Data for this exercise>

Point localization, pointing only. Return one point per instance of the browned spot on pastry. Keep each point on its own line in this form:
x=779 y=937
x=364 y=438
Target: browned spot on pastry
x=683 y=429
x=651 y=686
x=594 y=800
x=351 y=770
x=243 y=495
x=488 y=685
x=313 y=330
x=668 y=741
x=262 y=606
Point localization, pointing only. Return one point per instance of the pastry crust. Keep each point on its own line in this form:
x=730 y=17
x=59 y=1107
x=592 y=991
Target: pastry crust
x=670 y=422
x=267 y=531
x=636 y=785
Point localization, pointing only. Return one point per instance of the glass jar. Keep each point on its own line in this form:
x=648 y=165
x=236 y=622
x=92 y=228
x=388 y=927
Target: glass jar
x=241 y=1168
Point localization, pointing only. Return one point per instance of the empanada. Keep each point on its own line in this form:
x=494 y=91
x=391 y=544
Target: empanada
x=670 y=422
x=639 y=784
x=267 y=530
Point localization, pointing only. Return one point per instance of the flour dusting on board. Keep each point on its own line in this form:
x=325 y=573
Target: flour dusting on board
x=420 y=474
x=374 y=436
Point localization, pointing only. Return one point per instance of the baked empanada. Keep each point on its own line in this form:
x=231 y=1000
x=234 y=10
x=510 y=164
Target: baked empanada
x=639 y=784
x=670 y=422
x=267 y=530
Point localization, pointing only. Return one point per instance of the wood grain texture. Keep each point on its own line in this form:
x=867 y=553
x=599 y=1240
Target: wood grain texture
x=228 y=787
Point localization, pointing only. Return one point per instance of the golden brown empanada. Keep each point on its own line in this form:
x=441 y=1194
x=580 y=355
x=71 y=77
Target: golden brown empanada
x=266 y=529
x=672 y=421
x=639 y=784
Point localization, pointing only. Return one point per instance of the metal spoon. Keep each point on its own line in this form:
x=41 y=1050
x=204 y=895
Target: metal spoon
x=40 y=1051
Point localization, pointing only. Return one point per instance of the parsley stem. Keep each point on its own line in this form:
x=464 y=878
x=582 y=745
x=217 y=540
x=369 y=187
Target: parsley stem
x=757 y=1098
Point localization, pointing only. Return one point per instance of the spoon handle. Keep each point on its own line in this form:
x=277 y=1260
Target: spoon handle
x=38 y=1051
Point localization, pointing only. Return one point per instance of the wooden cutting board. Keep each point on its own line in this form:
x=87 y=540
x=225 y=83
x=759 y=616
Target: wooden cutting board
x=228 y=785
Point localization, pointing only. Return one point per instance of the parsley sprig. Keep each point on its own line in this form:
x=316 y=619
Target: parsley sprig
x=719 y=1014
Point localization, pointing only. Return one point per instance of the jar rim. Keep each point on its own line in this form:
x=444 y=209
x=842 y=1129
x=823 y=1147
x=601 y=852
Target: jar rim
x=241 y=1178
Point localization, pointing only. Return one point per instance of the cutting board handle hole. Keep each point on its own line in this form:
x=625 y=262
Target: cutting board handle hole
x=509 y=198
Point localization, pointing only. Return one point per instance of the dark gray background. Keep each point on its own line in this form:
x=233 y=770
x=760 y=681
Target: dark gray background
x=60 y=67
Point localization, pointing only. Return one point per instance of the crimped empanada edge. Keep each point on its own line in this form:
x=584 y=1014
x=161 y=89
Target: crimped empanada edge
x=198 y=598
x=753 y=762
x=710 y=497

Prompt> Respond with the lines above, from the one that holds "Target: spoon handle" to the end of the listing, each repeated exactly, and with no other material.

Result for this exercise>
Target: spoon handle
x=38 y=1051
Point localization, pointing only. Return one point per instance of the wooden cutting board. Keep each point on its own line in this form:
x=87 y=540
x=225 y=83
x=759 y=616
Target: wooden cutting board
x=228 y=785
Point localization, pointing only. Return one point per instance of the parsley sprig. Keep each point on its own line in this form:
x=316 y=619
Target: parsley sprig
x=719 y=1014
Point localization, pointing only. Return one point per instance of the jar rim. Keep each point on its own line in this form:
x=444 y=209
x=842 y=1129
x=823 y=1147
x=601 y=852
Target: jar rim
x=241 y=1178
Point localization, pointing only. Return one point per instance of the cutting board handle hole. Keep each point on its own line in this form:
x=625 y=262
Target: cutting board handle hole
x=509 y=198
Point localization, pointing only. Return one point per instance of the dark gray background. Keep each point on its own line in this form:
x=233 y=770
x=760 y=681
Target: dark gray background
x=60 y=67
Point localization, pointing only. Return one point per instance of the crimped empanada edge. Keep each point on its own line in this form:
x=584 y=1014
x=161 y=89
Target: crimped empanada edge
x=198 y=598
x=753 y=762
x=710 y=497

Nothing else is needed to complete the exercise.